>> begin EXTRACTED DATA

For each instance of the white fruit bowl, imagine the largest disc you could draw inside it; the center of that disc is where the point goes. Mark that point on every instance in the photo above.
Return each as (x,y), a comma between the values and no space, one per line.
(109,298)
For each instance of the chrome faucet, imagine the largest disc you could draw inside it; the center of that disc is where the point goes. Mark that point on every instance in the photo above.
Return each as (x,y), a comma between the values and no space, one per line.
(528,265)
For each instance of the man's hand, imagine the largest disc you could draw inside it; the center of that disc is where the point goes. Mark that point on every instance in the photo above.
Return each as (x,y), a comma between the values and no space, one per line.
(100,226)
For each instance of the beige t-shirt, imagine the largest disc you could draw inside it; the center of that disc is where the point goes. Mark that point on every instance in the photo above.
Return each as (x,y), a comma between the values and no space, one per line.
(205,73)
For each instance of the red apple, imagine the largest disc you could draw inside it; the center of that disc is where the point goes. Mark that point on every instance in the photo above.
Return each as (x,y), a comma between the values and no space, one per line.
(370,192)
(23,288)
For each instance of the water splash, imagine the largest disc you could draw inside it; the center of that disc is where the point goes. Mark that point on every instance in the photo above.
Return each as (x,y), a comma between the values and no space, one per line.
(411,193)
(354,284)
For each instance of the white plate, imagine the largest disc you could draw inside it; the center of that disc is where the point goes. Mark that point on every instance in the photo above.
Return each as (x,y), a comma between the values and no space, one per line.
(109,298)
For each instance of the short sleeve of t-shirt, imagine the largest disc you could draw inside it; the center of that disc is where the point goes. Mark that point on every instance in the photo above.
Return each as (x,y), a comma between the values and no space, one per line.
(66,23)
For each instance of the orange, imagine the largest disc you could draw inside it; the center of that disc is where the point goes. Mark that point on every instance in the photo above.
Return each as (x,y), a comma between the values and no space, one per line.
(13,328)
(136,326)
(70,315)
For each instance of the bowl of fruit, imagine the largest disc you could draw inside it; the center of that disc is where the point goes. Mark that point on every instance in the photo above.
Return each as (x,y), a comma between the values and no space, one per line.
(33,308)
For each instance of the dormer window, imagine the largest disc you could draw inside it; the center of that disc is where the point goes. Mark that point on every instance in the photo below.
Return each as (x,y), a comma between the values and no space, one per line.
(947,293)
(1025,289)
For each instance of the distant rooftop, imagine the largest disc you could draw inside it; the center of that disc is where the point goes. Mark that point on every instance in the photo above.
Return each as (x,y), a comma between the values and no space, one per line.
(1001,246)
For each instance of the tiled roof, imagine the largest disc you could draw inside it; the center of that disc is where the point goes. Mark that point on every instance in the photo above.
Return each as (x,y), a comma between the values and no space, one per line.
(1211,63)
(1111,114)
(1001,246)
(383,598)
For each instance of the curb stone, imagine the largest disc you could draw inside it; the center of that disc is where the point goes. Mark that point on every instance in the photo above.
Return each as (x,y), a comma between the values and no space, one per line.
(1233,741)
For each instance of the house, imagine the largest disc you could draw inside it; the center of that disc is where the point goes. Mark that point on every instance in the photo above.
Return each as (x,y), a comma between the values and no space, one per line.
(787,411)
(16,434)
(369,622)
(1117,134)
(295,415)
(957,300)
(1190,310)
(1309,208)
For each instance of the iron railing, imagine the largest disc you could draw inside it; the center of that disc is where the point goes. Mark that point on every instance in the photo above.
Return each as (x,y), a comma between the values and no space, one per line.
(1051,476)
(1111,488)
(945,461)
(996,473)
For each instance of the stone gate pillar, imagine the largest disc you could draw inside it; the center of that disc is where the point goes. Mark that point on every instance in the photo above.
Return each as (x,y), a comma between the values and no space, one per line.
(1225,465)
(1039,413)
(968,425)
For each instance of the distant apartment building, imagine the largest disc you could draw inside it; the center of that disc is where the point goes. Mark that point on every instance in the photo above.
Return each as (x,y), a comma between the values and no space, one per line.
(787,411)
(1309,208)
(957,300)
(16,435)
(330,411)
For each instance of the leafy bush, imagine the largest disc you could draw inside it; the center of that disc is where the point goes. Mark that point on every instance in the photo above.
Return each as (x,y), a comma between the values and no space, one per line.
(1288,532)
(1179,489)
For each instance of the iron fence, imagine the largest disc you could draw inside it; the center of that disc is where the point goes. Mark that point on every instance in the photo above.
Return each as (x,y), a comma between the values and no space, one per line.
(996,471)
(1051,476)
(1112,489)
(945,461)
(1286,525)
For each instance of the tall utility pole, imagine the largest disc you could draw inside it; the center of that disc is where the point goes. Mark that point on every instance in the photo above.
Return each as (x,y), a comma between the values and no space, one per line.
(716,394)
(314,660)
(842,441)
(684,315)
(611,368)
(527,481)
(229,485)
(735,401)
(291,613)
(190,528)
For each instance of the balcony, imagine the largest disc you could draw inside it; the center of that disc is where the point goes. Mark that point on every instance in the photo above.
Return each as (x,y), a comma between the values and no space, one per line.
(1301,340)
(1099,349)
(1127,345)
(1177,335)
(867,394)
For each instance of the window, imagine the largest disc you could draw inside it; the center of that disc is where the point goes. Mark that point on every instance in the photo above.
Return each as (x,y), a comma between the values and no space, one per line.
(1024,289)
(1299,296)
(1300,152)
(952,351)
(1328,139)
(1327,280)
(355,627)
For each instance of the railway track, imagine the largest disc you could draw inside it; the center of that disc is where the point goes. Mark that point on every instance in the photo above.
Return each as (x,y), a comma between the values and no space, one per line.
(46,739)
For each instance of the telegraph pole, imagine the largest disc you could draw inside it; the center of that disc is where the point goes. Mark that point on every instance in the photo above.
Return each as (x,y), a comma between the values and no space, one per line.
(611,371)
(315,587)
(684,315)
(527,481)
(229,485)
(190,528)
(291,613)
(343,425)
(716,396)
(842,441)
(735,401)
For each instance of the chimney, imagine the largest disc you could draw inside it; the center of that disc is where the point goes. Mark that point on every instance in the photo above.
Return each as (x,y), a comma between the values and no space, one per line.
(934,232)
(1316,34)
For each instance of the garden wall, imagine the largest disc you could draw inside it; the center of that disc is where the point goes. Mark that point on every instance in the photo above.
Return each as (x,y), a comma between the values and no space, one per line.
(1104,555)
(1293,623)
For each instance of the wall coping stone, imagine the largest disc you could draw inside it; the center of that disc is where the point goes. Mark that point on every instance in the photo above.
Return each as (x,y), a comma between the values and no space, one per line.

>> end EXTRACTED DATA

## SET TASK:
Reproduce every one of the items above word for word, in the same order and with the same line breaks.

## SOLUTION TO THIS EXERCISE:
For each instance of the white fruit bowl, imagine the largest disc you could draw inside it; the center of that disc is where the point goes. Mark that point on every instance in the photo above.
Return each as (x,y), a comma between the values and no space, one per line.
(109,298)
For each instance of the chrome faucet, imagine the largest disc you could draw inside it; the center of that disc is where the point goes. Mark that point on every instance in the photo above.
Return each as (x,y), a comma between the values and no space, one per line.
(528,265)
For each instance of the man's hand, imagine the largest disc you could draw inside it; the center of that disc is where the point goes. Mark that point on every instance in the photo above.
Return each as (x,y), a comma between the values and no space, one per line.
(100,226)
For each instance of the beige t-shirt, imagine the largest disc you could draw inside it; the center of that disc is where the point goes. Mark that point on every instance in the photo above.
Return each as (x,y), a comma between the values and no space, one per line.
(205,73)
For each instance of the red apple, imagine the largest disc you could draw inside it; the center of that disc is where the point goes. Mark that point on every instance in the photo above.
Return each as (x,y), a comma between the values and no space, one per line.
(370,192)
(23,288)
For each instance of the water splash, imagine the largest disc you could draw inside it; the center of that disc is where the point goes. Mark that point on every instance in the photo above.
Return each as (x,y), a comma between the values and no space, one per line.
(411,193)
(354,284)
For each instance of the white plate, imagine the largest disc you could draw inside it; the center of that disc is where the point goes. Mark that point on every instance in the photo above.
Return each as (x,y), a comma between the values and no space, one per line.
(109,298)
For each instance of the short sleeve of t-shirt, imagine the largest disc you could draw inside it; the center of that disc is where the point goes. Mark that point on every instance in the photo above.
Return each as (x,y), a comma between the values and no space, one per line.
(66,23)
For each instance of the orange, imagine the largest disc you could draw inside it; the center of that disc is where the point goes. Mark that point on every instance in the photo above.
Return each as (x,y), a comma between the values and no space, one per line.
(13,328)
(136,326)
(70,315)
For each instance of the bowl of fruit, imagine the largest disc you could draw inside it; the center of that disc is where the point goes. Mark that point on every instance in the photo above.
Return each as (x,y), a comma between the values and no space, one per line.
(33,308)
For each instance of the dormer window, imagine the largest disc you could draw inside it; the center of that disc is where the point goes. Mark that point on every instance in the photo below.
Return each as (x,y), a comma between the values and no space, one per line.
(947,293)
(1025,289)
For each instance of the distant rooftop, imagine the largest disc you could draw inside it; the center of that disc is where the point goes. Mark that point on every instance in the photo above.
Return each as (x,y), a comma between the values and no space, one per line.
(1001,246)
For each instance of the tiled roof, imagine the largest disc you could draw inside it; the center of that disc is where the point goes. Mark that point on every instance in the photo above.
Return each as (x,y), a comma between the values and no space, one per line.
(1211,63)
(1111,114)
(1001,246)
(383,598)
For each instance of the curb stone, imagine the largest disc you could draw inside it; the center of that disc is where the point goes. Mark that point on every instance in the photo above.
Return each as (x,y), a comma between the values and no space, one per line.
(1233,741)
For each instance of the house, imagine the largest disc you could draw inside it; the center of that disc is where the point goes. Mark that point on every instance in the photo above.
Return each as (x,y), a comma between the values and no space, one per line.
(787,411)
(16,434)
(369,622)
(1117,134)
(295,415)
(957,300)
(1190,310)
(1309,208)
For each instance of the iron railing, imagine the largest disc you could draw inside it; the center of that disc is where the point goes. Mark that point on every instance in the photo above.
Return each as (x,y), a comma between the values and no space, one per line.
(1051,476)
(1111,488)
(945,461)
(996,473)
For each instance of the stone gate pillar, imagine the largest disc you could draw inside it; the center of that disc is where the point goes. Mark that point on every instance in the photo above.
Return each as (x,y), a comma between the values and no space, one per line.
(1225,465)
(1039,413)
(968,425)
For each instance of the distant apartment building, imagine the largest disc you could draw inside it; the center of that disc is where the point goes. Mark that point on every instance in the photo above.
Return each as (x,y), a comma between the values and no space, one per line.
(787,411)
(1309,208)
(957,300)
(16,435)
(330,411)
For each instance of the leafy bush, imagine the largest disc you could draw inside it; the center of that disc is where the point goes. Mark that point on every instance in the photo above.
Return each as (x,y), a comma between the values and no space, one per line.
(1288,532)
(1179,489)
For each instance of the iron fence, imagine the largest disc you could draw inside it; the center of that disc is where the point goes. Mark that point on every instance in the photo above.
Return each as (x,y), a comma between the values and no space, one per line.
(996,471)
(1051,476)
(1112,489)
(945,461)
(1286,525)
For each instance of the tall utility pole, imagine the largest disc you could draw inside it; the center of that disc is where the point goes. Mark that point on every instance in the photo above.
Return each as (x,y), a comma between the values and no space, one per line.
(716,394)
(314,660)
(842,441)
(684,315)
(611,368)
(527,481)
(229,485)
(735,401)
(291,613)
(190,528)
For each instance of the balcony, imagine the largest disc you could draw inside it; the center of that disc is where the point goes. Mark that point on every instance in the photo above.
Return each as (x,y), a comma between the values and no space, one per line.
(1301,340)
(1099,349)
(1127,345)
(1177,335)
(867,394)
For each instance of the window, imagine the largest disc you could draw inside it; the center of that disc is where the point goes. Mark that point on every instance in the photo above.
Return each as (x,y), a comma between the values and no space, one per line.
(1024,289)
(1299,296)
(1300,152)
(952,351)
(1328,139)
(1327,280)
(355,627)
For each instance of the railway track, imagine the largest disc you could draw inside it; the center of that disc is where the point goes. Mark that point on every instance in the photo above.
Return each as (x,y), a comma between the values and no space, one per line.
(46,739)
For each instance of the telegraph pole, imagine the largest disc you could draw inside it; the center of that disc is where the point goes. Mark that point on every instance in the photo above.
Return each as (x,y), a comma between the values and no space, one per line.
(611,371)
(315,587)
(684,315)
(527,481)
(229,485)
(190,528)
(291,613)
(343,425)
(716,396)
(842,441)
(735,401)
For each instance of the chimney, imagine the largest disc you could draw inside it; the center of that disc is where the point goes. Mark that point on every instance in the photo above.
Return each as (x,y), a comma between the values and no space, one per line.
(934,232)
(1316,34)
For each instance of the garden wall, imagine the largest disc you could draw inside it; the center of that disc is where the point goes. Mark that point on every instance in the photo above.
Return each as (x,y), a comma between the values and no space, one per line.
(1104,555)
(1293,623)
For each instance of the wall coping stone, imagine the largest disc you could draw inside it; the center of that disc is where the point goes. Mark that point on every instance in the photo above.
Return each as (x,y), a comma between the values and no space, one per line.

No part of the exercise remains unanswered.